# Exercise
I would like every record reproduced exactly, with the pictures left out.

# Data for review
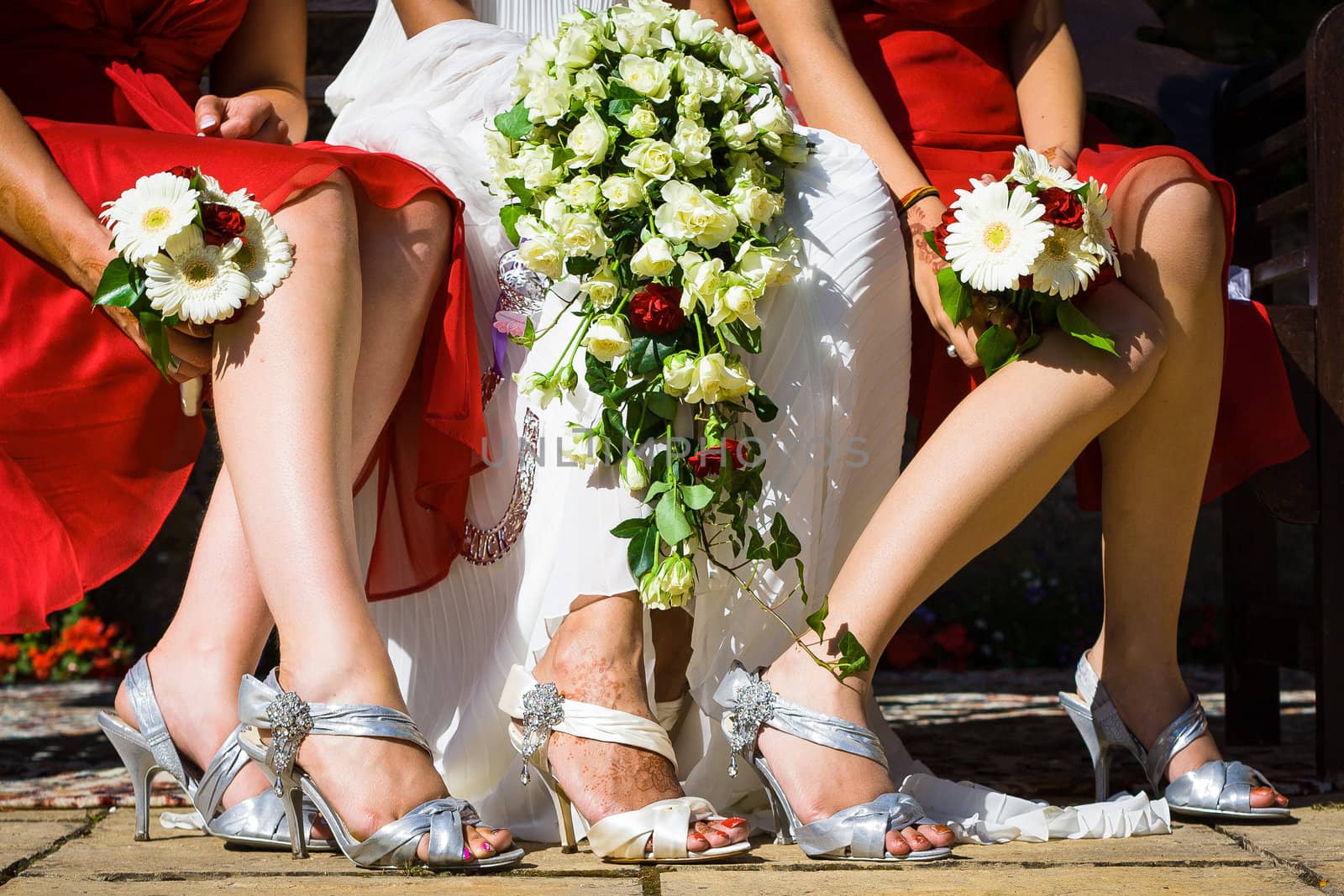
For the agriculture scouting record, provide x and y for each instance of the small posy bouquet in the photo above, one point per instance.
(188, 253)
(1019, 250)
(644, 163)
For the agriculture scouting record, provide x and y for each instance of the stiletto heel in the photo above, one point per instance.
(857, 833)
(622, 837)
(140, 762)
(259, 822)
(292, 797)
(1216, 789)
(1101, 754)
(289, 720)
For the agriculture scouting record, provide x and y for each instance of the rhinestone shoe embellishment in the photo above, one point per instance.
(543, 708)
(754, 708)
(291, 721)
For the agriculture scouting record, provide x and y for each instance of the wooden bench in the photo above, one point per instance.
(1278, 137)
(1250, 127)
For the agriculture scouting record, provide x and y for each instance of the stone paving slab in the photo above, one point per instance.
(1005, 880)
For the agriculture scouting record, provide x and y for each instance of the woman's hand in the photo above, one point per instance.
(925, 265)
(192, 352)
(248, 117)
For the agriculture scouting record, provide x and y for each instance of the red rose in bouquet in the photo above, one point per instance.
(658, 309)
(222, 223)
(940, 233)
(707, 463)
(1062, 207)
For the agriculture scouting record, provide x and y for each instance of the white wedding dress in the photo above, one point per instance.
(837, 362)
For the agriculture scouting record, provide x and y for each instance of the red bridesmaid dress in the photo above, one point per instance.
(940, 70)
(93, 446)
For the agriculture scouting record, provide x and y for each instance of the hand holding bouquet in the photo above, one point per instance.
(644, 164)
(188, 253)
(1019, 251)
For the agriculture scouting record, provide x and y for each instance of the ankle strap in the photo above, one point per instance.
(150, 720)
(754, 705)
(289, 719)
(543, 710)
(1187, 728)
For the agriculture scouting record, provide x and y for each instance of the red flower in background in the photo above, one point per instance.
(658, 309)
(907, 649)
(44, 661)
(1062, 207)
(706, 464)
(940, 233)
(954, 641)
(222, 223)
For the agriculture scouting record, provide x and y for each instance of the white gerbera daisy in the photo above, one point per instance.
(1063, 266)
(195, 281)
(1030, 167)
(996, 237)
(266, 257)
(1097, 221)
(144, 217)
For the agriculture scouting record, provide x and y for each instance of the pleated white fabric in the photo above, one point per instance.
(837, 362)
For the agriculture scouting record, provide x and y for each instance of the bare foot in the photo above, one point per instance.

# Result
For the agriculture scouting record, provide x and y for each instance of the small posy bouquet in the photo above, one point per instance.
(188, 253)
(1019, 250)
(644, 163)
For the agriculture scouting record, provide x and y for each instance of the stiletto heel in the photo above, one point per instance.
(857, 833)
(622, 837)
(140, 762)
(259, 822)
(292, 797)
(1216, 789)
(1101, 754)
(289, 720)
For the agriculture scouting record, provide x and y for each instance of the rhinestone shoe embellishment in the photo above, one point per instance.
(543, 708)
(754, 708)
(291, 721)
For the agriculture scouting record, provide x and y for each instance of the wooden bench in the photo above, one point per instance.
(1278, 137)
(1250, 127)
For the agriculture scouting record, provide x and y for each instance of the stone paving slab in the photo above, one point per instance.
(1005, 880)
For the agriculture scouting record, provide x and y for each instance of the woman's hand in the photo above, one point per instance.
(925, 265)
(192, 352)
(248, 117)
For the agriculture scouting record, provide x and y for each instance of the red rose in bouquet in the photo above, one point per instance.
(658, 309)
(222, 223)
(940, 233)
(707, 463)
(1062, 207)
For the agriculture scouting record, provide x and y for each instance of the white wedding dress in the photo above, one point per instance.
(837, 362)
For the agriculture scouting record, provide x and y for each instance of the red bridesmaid dress in the photo above, one point per instance.
(940, 70)
(93, 446)
For the agriculture scouting record, provide x and y for each instance of the hand holding bouquet in the photo above, one point per instance.
(644, 164)
(188, 253)
(1019, 251)
For the agriculture scouting record, provide x and y for each instance of the ankle strap in the photo above, one point per instance.
(150, 720)
(754, 705)
(289, 719)
(543, 710)
(1187, 728)
For the agriculture scouting record, provide x and y for each instance of the red flower in background in the photo above, one point per instance.
(658, 309)
(907, 649)
(44, 661)
(1062, 207)
(706, 464)
(940, 233)
(954, 641)
(222, 223)
For the agriculture scouting record, provide x and y for each instance of the white gerbera daisy in the photo above, one point per instance.
(1063, 266)
(195, 281)
(1030, 167)
(996, 237)
(266, 257)
(1097, 221)
(144, 217)
For the agriculture scouting record, provide x and y for each instance of the pleated white fabric in the photo above, one point per instance.
(837, 362)
For the agriculture scouting record, provide x and y for each instance of the bare foot in the photo above, one point per instance.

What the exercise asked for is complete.